1. Шамиль формально признавал верховенство России, хотя, возможно, это выражалось и не столь определенно, как это утверждается в русских отчетах, и вовсе не следует из перевода писем Шамиля.

2. Шамиль обязывался не делать набегов на равнинные земли сам и удерживать от этого других.

3. В горах имам обещал «ни с кем не иметь дела»{346}, что означало не начинать войны с другими. И это обязательство подкреплялось ссылкой на «исполнение» [танфид] шариата{347}.

Совершенно определенно, выгода от этого соглашения была в пользу Шамиля. Начать с того, что снималась угроза начала военных действий со стороны русских и их вассалов, и таким образом, Шамиль получал достаточно времени для упрочения и распространения [117] своей власти в Дагестане. Кроме того, сам факт существования такого соглашения с русскими (а Шамиль всегда исходил из того, что этот факт широко известен) давал ему основание рассчитывать на их поддержку и, стало быть, укреплял престиж и власть имама, практически исключая всякую легитимную возможность лишения его власти. Во всяком случае, его положению не был нанесен особый ущерб. Как-никак Шамиль пользовался поддержкой Сайда Джамала аль-Дина, в чем он просто следовал курсом своих предшественников. А кроме того, его власть покоилась на распространении и внедрении не столько джихада, сколько шариата. Но все же некоторый урон его положению это соглашение могло бы нанести. Во-вторых, соглашение было равносильно безоговорочному признанию правления Шамиля и означало признание его полноправной стороной переговоров. Более того, ссылка в соглашении на шариат не могла расцениваться иначе, как его узаконение. В-третьих, упоминание равнинных земель как владений русских наделяло Шамиля соответствующими правами в горах. Наконец, признание за Шамилем права исполнять требование шариата фактически давало ему почти полную свободу в установлении шариата и упрочении своей власти в горах.

Задание 1 => Приведите все строки записей, где встречается строка «sitting». Регистр букв учитывается.

Данные для обработки =>
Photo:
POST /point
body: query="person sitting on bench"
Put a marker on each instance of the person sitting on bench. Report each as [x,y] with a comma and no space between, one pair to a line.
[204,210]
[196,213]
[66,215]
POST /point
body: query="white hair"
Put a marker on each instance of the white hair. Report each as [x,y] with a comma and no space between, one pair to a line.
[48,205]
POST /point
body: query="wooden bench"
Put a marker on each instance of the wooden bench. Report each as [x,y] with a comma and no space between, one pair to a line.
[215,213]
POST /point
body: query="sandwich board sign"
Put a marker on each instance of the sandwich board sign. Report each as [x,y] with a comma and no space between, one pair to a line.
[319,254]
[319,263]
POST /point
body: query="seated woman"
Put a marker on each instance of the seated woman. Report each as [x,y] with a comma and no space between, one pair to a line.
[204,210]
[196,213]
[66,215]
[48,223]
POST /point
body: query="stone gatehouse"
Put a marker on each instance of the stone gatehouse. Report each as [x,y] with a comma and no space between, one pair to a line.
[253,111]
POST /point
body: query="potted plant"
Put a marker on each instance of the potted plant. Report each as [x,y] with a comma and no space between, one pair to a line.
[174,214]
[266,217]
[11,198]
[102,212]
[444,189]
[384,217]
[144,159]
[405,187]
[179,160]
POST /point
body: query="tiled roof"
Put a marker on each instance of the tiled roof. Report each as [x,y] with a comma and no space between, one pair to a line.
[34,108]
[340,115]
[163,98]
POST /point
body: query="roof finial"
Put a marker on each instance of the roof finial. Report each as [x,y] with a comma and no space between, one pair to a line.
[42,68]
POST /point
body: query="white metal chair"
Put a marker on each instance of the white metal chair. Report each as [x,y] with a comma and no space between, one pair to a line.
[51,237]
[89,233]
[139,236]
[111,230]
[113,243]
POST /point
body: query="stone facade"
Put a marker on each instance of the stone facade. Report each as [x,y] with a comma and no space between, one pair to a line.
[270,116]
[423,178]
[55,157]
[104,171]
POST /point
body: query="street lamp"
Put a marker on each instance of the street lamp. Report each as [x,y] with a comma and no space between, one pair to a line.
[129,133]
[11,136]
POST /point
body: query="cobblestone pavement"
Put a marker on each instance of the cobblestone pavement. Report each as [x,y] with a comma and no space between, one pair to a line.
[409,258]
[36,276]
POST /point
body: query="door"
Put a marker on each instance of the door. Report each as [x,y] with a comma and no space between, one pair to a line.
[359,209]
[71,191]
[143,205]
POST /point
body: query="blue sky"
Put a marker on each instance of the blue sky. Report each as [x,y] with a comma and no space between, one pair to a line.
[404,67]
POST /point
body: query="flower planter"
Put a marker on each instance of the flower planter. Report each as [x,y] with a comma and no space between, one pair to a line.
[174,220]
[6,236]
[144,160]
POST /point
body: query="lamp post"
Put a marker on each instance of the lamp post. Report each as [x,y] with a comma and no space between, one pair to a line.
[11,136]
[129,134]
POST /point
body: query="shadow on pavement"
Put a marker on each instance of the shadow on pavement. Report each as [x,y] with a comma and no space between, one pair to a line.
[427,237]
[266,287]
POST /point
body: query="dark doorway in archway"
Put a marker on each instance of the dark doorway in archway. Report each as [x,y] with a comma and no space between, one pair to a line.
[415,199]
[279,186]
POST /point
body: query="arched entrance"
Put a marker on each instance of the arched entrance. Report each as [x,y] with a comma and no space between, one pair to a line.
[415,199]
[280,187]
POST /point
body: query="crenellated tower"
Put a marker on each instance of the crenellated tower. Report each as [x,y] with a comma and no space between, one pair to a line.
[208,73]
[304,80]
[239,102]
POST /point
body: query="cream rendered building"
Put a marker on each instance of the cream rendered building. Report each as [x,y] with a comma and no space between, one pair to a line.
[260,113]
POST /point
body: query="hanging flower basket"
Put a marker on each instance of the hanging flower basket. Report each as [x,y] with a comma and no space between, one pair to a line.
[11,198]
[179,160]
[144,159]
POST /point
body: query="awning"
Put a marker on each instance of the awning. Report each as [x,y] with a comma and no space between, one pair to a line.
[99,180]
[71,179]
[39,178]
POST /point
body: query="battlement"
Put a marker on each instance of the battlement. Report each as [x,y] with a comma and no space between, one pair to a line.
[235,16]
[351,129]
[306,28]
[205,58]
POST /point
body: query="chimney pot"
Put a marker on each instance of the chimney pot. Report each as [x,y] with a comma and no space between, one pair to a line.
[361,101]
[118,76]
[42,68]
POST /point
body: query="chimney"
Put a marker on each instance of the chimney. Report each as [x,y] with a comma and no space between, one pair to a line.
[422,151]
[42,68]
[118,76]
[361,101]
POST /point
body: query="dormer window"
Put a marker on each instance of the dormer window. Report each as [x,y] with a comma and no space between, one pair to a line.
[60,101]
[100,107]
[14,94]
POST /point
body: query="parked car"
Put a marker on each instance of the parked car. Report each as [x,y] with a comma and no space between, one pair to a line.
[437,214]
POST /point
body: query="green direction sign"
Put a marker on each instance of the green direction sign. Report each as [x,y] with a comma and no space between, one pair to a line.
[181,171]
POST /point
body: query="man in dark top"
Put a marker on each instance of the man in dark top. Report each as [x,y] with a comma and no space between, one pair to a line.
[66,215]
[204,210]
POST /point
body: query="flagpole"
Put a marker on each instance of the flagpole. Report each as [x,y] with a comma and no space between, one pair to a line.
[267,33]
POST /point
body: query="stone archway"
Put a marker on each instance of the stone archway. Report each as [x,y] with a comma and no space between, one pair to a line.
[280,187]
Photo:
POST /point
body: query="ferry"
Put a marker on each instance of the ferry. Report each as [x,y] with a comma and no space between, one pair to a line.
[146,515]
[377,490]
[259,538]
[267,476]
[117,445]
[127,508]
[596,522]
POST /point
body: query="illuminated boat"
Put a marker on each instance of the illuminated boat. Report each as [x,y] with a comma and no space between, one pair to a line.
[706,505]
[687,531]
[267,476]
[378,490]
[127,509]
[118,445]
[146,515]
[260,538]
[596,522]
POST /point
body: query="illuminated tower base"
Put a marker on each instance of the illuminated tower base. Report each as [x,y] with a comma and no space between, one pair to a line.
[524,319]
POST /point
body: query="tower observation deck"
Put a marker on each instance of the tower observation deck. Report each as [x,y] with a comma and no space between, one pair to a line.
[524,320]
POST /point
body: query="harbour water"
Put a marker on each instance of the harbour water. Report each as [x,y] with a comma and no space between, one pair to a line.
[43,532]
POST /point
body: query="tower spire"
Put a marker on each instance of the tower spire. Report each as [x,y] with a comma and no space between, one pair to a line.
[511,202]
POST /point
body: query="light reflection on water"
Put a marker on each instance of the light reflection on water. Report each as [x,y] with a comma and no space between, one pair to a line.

Задание 2 =>
Определите, соответствуют ли источнику о соглашении Шамиля с русскими следующие утверждения. Для каждого ответьте «да» или «нет» и приведите решающие слова источника дословной цитатой.
(a) Шамиль обязывался не совершать набегов на равнинные земли и удерживать от них других.
(b) Власть Шамиля опиралась прежде всего на джихад.
(c) Соглашение было выгодно в первую очередь русским.

Ожидаемый результат 1 =>
body: query="person sitting on bench"
Put a marker on each instance of the person sitting on bench. Report each as [x,y] with a comma and no space between, one pair to a line.

Ожидаемый результат 2 =>
(a) Да: «Шамиль обязывался не делать набегов на равнинные земли сам и удерживать от этого других».
(b) Нет: «его власть покоилась на распространении и внедрении не столько джихада, сколько шариата».
(c) Нет: «Совершенно определенно, выгода от этого соглашения была в пользу Шамиля».